Testo di partenza:
————————

Scritto agli inizi degli anni Cinquanta, il romanzo narra una storia che si colloca a buon titolo nella letteratura di fantascienza o meglio in quella della distopia. Bradbury avverte che negli Stati Uniti del secondo dopoguerra ci si stava avviando a grandi passi nella costruzione di una società  massificata diretta da governanti sempre più intolleranti e pronti a soffocare ogni critica al sistema: sotto la presidenza Truman opererà la Commissione diretta dal senatore Mc Carthy che, con processi pubblici e trasmessi in diretta televisiva, metterà sul banco degli imputati artisti, intellettuali, registi, attori, accusandoli di essere comunisti e di complottare contro lo Stato americano o comunque di collateralismo col nemico sovietico. Era la “caccia alle streghe” che costrinse Chaplin ad abbondare l’America, dove non metterà più piede fino alla morte. Del resto erano gli anni in cui la televisione entrava in tutte le case come un elettrodomestico qualsiasi, prima negli USA e poi in tutto l’Occidente, suggerendo nuovi stili di vita, nuovi modelli di comportamento, nuovi valori che puntavano essenzialmente all’individualismo, al godimento del presente, all’acquisizione di beni considerati indispensabili, all’omologazione di massa. In poche parole si affermava una cultura consumistica e uno svuotamento costante dei valori tradizionali che venivano sempre più messi da parte per fare spazio all’individualismo e alla superficialità comportamentale.

————————

Una serie di righe:
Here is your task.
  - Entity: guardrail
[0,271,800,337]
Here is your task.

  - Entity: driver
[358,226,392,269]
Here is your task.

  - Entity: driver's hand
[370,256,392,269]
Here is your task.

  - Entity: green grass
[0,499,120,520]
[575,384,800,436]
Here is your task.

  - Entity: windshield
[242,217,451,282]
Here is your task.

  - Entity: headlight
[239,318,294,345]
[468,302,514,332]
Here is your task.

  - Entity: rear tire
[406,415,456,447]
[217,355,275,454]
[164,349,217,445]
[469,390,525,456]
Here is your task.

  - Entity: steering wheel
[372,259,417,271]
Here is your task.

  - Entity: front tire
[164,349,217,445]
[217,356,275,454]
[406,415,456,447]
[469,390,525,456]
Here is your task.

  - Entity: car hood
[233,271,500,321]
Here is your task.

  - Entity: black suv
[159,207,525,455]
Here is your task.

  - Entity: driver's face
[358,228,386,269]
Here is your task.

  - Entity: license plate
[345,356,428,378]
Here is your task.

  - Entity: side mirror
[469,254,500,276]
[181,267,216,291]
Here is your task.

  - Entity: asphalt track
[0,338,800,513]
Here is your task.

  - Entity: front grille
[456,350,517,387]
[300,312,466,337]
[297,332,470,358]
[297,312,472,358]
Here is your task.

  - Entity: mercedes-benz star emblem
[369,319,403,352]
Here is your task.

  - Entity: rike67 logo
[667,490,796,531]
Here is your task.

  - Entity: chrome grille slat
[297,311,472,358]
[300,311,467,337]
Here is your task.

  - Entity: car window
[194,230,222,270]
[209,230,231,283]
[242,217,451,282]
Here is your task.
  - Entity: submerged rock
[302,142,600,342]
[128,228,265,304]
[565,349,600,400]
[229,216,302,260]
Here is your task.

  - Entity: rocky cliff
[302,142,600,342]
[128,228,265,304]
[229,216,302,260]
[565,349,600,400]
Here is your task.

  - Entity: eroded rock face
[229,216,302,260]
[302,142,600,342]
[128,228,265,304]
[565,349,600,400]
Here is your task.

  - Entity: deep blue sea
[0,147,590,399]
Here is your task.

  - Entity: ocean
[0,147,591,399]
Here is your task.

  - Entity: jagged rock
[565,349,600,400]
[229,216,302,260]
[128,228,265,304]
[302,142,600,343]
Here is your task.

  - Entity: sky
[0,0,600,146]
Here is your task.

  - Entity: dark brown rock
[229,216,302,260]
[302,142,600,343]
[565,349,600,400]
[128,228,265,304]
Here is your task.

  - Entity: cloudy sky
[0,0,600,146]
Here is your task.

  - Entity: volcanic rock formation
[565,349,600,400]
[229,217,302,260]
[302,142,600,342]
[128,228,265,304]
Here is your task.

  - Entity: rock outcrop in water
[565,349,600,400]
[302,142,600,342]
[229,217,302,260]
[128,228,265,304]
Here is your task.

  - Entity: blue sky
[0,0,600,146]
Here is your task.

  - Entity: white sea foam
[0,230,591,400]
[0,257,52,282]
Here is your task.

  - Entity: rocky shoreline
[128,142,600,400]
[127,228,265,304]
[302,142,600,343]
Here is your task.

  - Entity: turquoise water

————————

Consegne:
1/ Elenca le categorie di persone che, secondo il testo di partenza, la Commissione diretta dal senatore Mc Carthy mise sul banco degli imputati.
2/ Trascrivi senza modifiche le righe dei dati di lavoro, dalla prima fino alla riga che contiene "[345,356,428,378]", inclusa.

Soluzioni per consegna:
1/ artisti, intellettuali, registi, attori

2/
Here is your task.
  - Entity: guardrail
[0,271,800,337]
Here is your task.

  - Entity: driver
[358,226,392,269]
Here is your task.

  - Entity: driver's hand
[370,256,392,269]
Here is your task.

  - Entity: green grass
[0,499,120,520]
[575,384,800,436]
Here is your task.

  - Entity: windshield
[242,217,451,282]
Here is your task.

  - Entity: headlight
[239,318,294,345]
[468,302,514,332]
Here is your task.

  - Entity: rear tire
[406,415,456,447]
[217,355,275,454]
[164,349,217,445]
[469,390,525,456]
Here is your task.

  - Entity: steering wheel
[372,259,417,271]
Here is your task.

  - Entity: front tire
[164,349,217,445]
[217,356,275,454]
[406,415,456,447]
[469,390,525,456]
Here is your task.

  - Entity: car hood
[233,271,500,321]
Here is your task.

  - Entity: black suv
[159,207,525,455]
Here is your task.

  - Entity: driver's face
[358,228,386,269]
Here is your task.

  - Entity: license plate
[345,356,428,378]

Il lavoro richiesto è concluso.